演習の構成:
1 > 乳歯のむし歯に関する文章では、乳歯のむし歯が永久歯に及ぼす大きな悪影響はいくつ挙げられていますか。
2 > 乳歯のむし歯に関する文章にある「実は乳歯のむし歯は永久歯に多くの悪影響を及ぼしてしまいます。」という一文を英語に訳してください。
3 > 乳歯のむし歯に関する文章を、最後の文に続けて書き進めてください。

抜粋:

☆ ☆ ☆ ☆ ☆

2022年12月
【火曜】 乳歯のむし歯は永久歯に影響するの?
「乳歯は永久歯に生え変わるからむし歯になっても大丈夫」と思われている保護者の方もおられるかもしれません。
実は乳歯のむし歯は永久歯に多くの悪影響を及ぼしてしまいます。大きくは、➀永久歯の歯並びが悪くなる、②永久歯がむし歯になりやすくなる、③永久歯の色や形に問題が生じることがある、の3つの悪影響です。
まず、乳歯がむし歯になり、形が変わったり早期に抜歯となってしまった場合、隣の歯が動いてしまったり歯の生え変わりの時期が遅くなったりすることがあります。結果として永久歯の歯並びが悪くなり、将来お子さんがむし歯や歯周病になりやすくなったり、食べ物をうまく噛めないことによる偏食や栄養不足、人前で歯を見せて笑うことができないなど内面的にも影響を及ぼしかねません。

☆ ☆ ☆ ☆ ☆

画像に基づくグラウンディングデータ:
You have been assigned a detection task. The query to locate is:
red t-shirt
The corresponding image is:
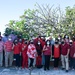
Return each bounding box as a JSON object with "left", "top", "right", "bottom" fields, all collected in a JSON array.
[
  {"left": 61, "top": 43, "right": 70, "bottom": 55},
  {"left": 22, "top": 44, "right": 28, "bottom": 54},
  {"left": 18, "top": 42, "right": 22, "bottom": 52},
  {"left": 4, "top": 41, "right": 13, "bottom": 52},
  {"left": 70, "top": 42, "right": 75, "bottom": 58},
  {"left": 14, "top": 44, "right": 20, "bottom": 54},
  {"left": 44, "top": 46, "right": 51, "bottom": 55},
  {"left": 54, "top": 45, "right": 60, "bottom": 58}
]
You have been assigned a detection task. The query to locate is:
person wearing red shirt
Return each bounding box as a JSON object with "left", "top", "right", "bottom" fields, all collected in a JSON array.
[
  {"left": 4, "top": 37, "right": 13, "bottom": 67},
  {"left": 18, "top": 39, "right": 23, "bottom": 67},
  {"left": 22, "top": 40, "right": 28, "bottom": 68},
  {"left": 43, "top": 40, "right": 52, "bottom": 70},
  {"left": 53, "top": 40, "right": 60, "bottom": 69},
  {"left": 27, "top": 40, "right": 37, "bottom": 68},
  {"left": 61, "top": 40, "right": 70, "bottom": 72},
  {"left": 36, "top": 41, "right": 43, "bottom": 68},
  {"left": 70, "top": 37, "right": 75, "bottom": 70},
  {"left": 13, "top": 40, "right": 20, "bottom": 68}
]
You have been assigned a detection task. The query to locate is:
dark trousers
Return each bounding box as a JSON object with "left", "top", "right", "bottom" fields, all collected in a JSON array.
[
  {"left": 69, "top": 57, "right": 75, "bottom": 69},
  {"left": 54, "top": 58, "right": 59, "bottom": 67},
  {"left": 14, "top": 54, "right": 20, "bottom": 67},
  {"left": 44, "top": 55, "right": 50, "bottom": 70},
  {"left": 29, "top": 58, "right": 34, "bottom": 67}
]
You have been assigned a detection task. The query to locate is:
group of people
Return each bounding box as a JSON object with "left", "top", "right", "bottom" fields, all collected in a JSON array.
[{"left": 0, "top": 30, "right": 75, "bottom": 72}]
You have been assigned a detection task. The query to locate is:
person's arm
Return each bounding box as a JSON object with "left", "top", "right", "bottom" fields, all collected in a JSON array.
[
  {"left": 43, "top": 45, "right": 46, "bottom": 51},
  {"left": 67, "top": 45, "right": 70, "bottom": 57}
]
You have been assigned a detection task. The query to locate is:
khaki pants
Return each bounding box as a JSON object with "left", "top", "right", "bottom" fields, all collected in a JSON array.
[
  {"left": 61, "top": 55, "right": 69, "bottom": 70},
  {"left": 0, "top": 52, "right": 3, "bottom": 66},
  {"left": 5, "top": 51, "right": 13, "bottom": 67}
]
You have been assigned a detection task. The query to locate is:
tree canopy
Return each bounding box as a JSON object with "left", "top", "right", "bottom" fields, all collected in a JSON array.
[{"left": 5, "top": 4, "right": 75, "bottom": 38}]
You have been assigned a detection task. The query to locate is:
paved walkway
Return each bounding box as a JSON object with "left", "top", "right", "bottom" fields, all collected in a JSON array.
[{"left": 0, "top": 68, "right": 75, "bottom": 75}]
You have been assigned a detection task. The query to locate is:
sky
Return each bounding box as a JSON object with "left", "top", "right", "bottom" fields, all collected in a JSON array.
[{"left": 0, "top": 0, "right": 75, "bottom": 34}]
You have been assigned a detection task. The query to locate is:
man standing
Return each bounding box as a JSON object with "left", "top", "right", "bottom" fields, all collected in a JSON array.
[
  {"left": 4, "top": 37, "right": 13, "bottom": 67},
  {"left": 61, "top": 40, "right": 70, "bottom": 72},
  {"left": 0, "top": 37, "right": 4, "bottom": 66}
]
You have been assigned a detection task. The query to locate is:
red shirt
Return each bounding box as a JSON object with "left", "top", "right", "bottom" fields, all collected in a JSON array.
[
  {"left": 5, "top": 41, "right": 13, "bottom": 52},
  {"left": 22, "top": 44, "right": 28, "bottom": 54},
  {"left": 61, "top": 43, "right": 69, "bottom": 55},
  {"left": 70, "top": 42, "right": 75, "bottom": 58},
  {"left": 18, "top": 42, "right": 22, "bottom": 52},
  {"left": 54, "top": 45, "right": 60, "bottom": 58},
  {"left": 14, "top": 44, "right": 20, "bottom": 54},
  {"left": 44, "top": 46, "right": 51, "bottom": 55}
]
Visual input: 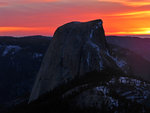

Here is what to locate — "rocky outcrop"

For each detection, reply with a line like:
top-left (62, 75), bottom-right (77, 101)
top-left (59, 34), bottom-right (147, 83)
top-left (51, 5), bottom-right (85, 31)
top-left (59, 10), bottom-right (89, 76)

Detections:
top-left (30, 20), bottom-right (116, 101)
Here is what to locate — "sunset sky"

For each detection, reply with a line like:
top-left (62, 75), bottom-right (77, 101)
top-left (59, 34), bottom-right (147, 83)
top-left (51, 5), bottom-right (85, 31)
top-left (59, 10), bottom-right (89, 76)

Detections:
top-left (0, 0), bottom-right (150, 36)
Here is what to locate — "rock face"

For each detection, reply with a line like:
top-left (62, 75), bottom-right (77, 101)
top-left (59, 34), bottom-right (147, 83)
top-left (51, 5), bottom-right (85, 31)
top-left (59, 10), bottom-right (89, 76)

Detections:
top-left (30, 20), bottom-right (116, 101)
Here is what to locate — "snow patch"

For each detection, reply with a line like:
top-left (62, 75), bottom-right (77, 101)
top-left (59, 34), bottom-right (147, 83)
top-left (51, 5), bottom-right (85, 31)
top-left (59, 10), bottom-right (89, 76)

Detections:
top-left (2, 45), bottom-right (22, 56)
top-left (96, 86), bottom-right (109, 96)
top-left (33, 53), bottom-right (43, 58)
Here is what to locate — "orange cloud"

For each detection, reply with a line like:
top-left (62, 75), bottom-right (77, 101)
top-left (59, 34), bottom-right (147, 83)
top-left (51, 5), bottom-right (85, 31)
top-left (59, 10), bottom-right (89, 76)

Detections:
top-left (0, 27), bottom-right (51, 32)
top-left (98, 0), bottom-right (150, 7)
top-left (113, 10), bottom-right (150, 16)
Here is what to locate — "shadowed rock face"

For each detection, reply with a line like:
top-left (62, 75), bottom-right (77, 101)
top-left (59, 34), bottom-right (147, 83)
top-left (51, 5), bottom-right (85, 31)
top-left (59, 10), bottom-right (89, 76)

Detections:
top-left (30, 20), bottom-right (116, 101)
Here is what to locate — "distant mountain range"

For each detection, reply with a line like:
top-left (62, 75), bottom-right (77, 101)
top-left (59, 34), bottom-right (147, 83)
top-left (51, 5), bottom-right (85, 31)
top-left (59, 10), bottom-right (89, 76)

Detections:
top-left (0, 20), bottom-right (150, 113)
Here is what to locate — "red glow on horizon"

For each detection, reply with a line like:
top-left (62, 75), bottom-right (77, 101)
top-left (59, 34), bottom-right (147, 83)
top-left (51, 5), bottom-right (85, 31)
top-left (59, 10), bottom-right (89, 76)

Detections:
top-left (0, 0), bottom-right (150, 36)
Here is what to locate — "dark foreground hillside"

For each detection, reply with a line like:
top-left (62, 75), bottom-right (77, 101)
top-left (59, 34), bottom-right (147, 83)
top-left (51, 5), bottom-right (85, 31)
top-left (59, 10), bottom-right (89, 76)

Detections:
top-left (7, 69), bottom-right (150, 113)
top-left (0, 36), bottom-right (50, 111)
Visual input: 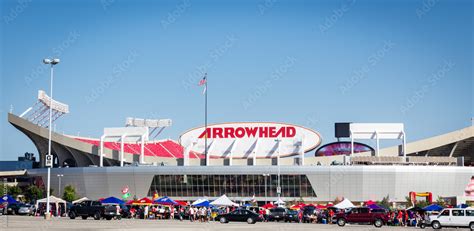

☆ ☆ ☆ ☆ ☆

この演習の解答:
1 > 3つです。

2 > In fact, cavities in baby teeth have many harmful effects on the permanent teeth.

3 >
また、乳歯のむし歯を治療しないままでいると、お口の中でむし歯菌が増え続け、永久歯がむし歯になりやすい環境になってしまいます。生えたての永久歯は歯の質が未熟で軟らかいため、むし歯になるリスクがさらに高まります。たとえ乳歯のむし歯を治療したとしても、歯磨き習慣や食生活習慣を改善しないと、またむし歯になってしまいますので注意が必要です。さらに、治療をしないまま乳歯のむし歯が悪化してしまうと、乳歯の根の先にばい菌の塊である膿(うみ)が溜まります。その溜まった膿によってその下から生えてくる永久歯が正しく成長できず、歯の色や形に問題が生じたり、生える位置や生える時期に異常が生じてしまいます。
乳歯時期の幼いお子さんには歯の重要性やむし歯の怖さ、その後の苦労が分かりません。およそ3歳くらいで乳歯が生えそろい、よく噛みだしますので、日々の生活で大変忙しいとは思いますが大切なお子さんが将来自分の歯で困らず健康で過ごすために、小さい頃から保護者の方のサポートが必要です。もしお子さんのむし歯に気づきましたら放っておくのではなくできるだけ早めに歯科医院を受診させてあげて下さい。